**** Metin
Casa Dell Arte Türkiye’nin ilk sanat oteli. Sahibi Ahu Serter hanımefendi bizi takip ediyorlarmış. Ben otele gitmiştim üç-dört sene önce ve çok beğenmiştim. Bence Mimolett’e yakışacak bir yer. Aklımda yoktu orada bir gün restoran açmak. Çok vizyon sahibi bir insan kendisi. Bizi oraya davet ederek büyük bir cesaret gösterdiler. İstanbul’daki Mimolett’ten biraz farklı olacak. En büyük farklılığı sadece ve sadece Ege’den çıkan ürünlerle Ege yemekleri yapacağız.
* Neden böyle bir şey yapmayı tercih ettiniz?
Yurtdışında şu an çok büyük bir trend var, yerellik ve yalınlık. Biz de bunu orada uygulamak istiyoruz. Sadece Ege Bölgesi’nden ürünler kullanacağız. Amerika’da ‘100 mil’ diye bir kampanya var. Pergeli alıp haritada yaşadığınız yere saplıyorsunuz ve 100 mil, yaklaşık 160 kilometreyi çevreleyen bir daire çiziyorsunuz. O dairenin içinde
ne varsa onu yiyorsunuz. Elma varsa elma yiyorsunuz, elmayı Yeni Zelanda’dan getirmiyorsunuz. Biz de Mimolett Ege’de bu 100 mil kavramına uymak istiyoruz. Bu anlamda ilk olmak istiyoruz. Amerika’da bir araştırma yapılmış, süper marketteki bir mal ortalama 1500 kilometre seyahat ediyor size gelirken. Düşündüğünüzde bunun bir masrafı var, gelirken doğayı kirletmesi var... Bir de Güney yarım küreden bir meyve getirebilirsiniz ama bence yolda besin değerini, özelliğini yitiriyor. Gerek yok böyle bir şeye. Ege o bakımdan çok şanslı.
********
**** Sağlanan Veriler
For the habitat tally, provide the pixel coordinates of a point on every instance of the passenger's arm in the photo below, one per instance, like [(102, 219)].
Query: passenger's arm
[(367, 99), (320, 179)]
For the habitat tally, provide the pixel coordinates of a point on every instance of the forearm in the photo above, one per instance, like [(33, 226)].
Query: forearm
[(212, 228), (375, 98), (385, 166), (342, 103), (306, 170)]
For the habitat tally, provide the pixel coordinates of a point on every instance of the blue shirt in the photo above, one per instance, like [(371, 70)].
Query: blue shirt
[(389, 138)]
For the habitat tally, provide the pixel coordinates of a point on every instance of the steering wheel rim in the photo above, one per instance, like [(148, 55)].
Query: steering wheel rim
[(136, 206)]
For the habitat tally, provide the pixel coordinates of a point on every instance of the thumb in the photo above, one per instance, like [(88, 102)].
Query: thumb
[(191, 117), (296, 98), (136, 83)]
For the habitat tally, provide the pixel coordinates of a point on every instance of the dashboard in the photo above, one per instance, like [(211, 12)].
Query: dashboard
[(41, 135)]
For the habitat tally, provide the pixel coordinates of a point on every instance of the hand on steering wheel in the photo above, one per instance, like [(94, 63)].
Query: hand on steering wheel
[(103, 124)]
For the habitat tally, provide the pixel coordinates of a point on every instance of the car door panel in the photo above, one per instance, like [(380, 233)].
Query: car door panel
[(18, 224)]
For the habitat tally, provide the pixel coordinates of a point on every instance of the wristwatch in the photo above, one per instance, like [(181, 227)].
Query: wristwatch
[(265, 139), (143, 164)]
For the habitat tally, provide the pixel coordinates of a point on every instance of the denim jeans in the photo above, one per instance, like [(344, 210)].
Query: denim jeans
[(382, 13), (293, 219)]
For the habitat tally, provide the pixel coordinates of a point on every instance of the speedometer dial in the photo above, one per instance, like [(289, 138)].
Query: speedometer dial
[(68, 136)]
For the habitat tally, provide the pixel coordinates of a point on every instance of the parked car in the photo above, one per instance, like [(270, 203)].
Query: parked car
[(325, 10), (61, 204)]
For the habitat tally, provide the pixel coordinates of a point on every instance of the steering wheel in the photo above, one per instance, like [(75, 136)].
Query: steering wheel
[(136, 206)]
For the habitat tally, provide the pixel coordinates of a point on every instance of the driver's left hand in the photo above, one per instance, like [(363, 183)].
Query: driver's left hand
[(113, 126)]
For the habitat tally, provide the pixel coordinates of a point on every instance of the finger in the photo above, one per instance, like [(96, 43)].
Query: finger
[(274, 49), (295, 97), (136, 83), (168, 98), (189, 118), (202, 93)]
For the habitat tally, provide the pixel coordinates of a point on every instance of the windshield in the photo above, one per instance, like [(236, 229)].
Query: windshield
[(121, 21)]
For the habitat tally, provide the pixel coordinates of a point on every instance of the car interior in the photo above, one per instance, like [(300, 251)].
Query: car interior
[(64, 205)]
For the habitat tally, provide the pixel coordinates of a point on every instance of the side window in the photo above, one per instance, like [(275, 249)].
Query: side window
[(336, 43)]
********
Mimolett Ege söyleşisinde "Casa Dell Arte" ifadesinden başlayıp "Ege yemekleri yapacağız." ifadesine kadar, bu ifade de dahil olmak üzere, uzanan bölümü harfi harfine kopyalayın.

**Görevin Çözümü**.
Casa Dell Arte Türkiye’nin ilk sanat oteli. Sahibi Ahu Serter hanımefendi bizi takip ediyorlarmış. Ben otele gitmiştim üç-dört sene önce ve çok beğenmiştim. Bence Mimolett’e yakışacak bir yer. Aklımda yoktu orada bir gün restoran açmak. Çok vizyon sahibi bir insan kendisi. Bizi oraya davet ederek büyük bir cesaret gösterdiler. İstanbul’daki Mimolett’ten biraz farklı olacak. En büyük farklılığı sadece ve sadece Ege’den çıkan ürünlerle Ege yemekleri yapacağız.